## TEXT SEGMENT
• • • • •

Therefore, this paper combined the constructed adaptive OMP algorithm with the improved K-SVD algorithm to solve the problem that rolling bearing fault signals are too difficult to extract in an environment of strong noise or over a long duration.

2. Theoretical Derivation

Rolling bearing faults are periodically distributed. When the fault damage occurs, its vibration waveform will change, and the fault damage can be identified, using algorithms, from the collected vibration signals [31]. The OMP algorithm and K-SVD algorithm are both common algorithms for bearing signal extraction, but they have certain limitations when used alone, such as the weak adaptability of the OMP algorithm and the easy occurrence of artificial errors with the K-SVD algorithm. The adaptive OMP algorithm and improved K-SVD with a changed termination rule were therefore proposed to solve these problems.

2.1. Adaptive OMP Algorithm

In the running process of rolling bearing, because of the low manufacturing accuracy, inaccurate installation and positioning, or failure, load misalignment will result in harmonic components, and the harmonic components will modulate the impact components, resulting in a large number of harmonic components and modulation components in the collected signals, thus affecting the extraction of instantaneous pulse components.

The transience signal is composed of a transient impact component $I\left(t\right)$, a harmonic component $H\left(t\right),$ and noise $n\left(t\right)$, which can be expressed as

$$\mathit{s}=I\left(t\right)+H\left(t\right)+n\left(t\right)$$

(1)

• • • • •

## PROBLEM STATEMENT
Answer these questions about the bearing signal text.
(a) What limitation does the bearing signal text give for the OMP algorithm used alone, and what limitation for the K-SVD algorithm used alone?
(b) What three components make up the transience signal?
(c) Under what conditions are rolling bearing fault signals said to be too difficult to extract?
The records are separate material with no link to the bearing signal text.

Entries from a dataset:
• • • • •

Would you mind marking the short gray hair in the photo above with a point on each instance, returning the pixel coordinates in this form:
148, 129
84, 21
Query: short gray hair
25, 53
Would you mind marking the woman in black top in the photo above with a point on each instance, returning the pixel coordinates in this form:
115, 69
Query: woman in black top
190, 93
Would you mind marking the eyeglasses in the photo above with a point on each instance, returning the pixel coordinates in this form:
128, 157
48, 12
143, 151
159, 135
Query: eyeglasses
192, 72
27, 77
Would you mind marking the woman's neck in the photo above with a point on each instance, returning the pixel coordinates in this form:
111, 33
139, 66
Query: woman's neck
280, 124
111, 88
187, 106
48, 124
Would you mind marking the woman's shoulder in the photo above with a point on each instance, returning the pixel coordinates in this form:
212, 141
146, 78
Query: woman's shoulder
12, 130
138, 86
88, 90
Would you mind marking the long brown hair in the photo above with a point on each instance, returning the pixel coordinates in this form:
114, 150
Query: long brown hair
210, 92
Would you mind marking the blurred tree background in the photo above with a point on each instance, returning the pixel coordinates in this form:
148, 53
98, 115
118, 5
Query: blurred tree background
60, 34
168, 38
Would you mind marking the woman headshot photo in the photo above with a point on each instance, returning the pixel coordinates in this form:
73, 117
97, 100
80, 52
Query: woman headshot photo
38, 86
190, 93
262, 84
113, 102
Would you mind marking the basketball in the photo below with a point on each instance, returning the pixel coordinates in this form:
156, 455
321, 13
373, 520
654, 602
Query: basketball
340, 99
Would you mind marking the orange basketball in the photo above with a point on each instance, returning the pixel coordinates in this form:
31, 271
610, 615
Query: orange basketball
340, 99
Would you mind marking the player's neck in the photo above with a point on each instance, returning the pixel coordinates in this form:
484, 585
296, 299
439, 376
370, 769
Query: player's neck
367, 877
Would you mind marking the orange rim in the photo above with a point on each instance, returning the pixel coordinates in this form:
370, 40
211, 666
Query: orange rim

• • • • •

## WRITTEN RESPONSE
(a) The OMP algorithm has weak adaptability, and the K-SVD algorithm easily produces artificial errors.
(b) A transient impact component I(t), a harmonic component H(t), and noise n(t).
(c) In an environment of strong noise or over a long duration.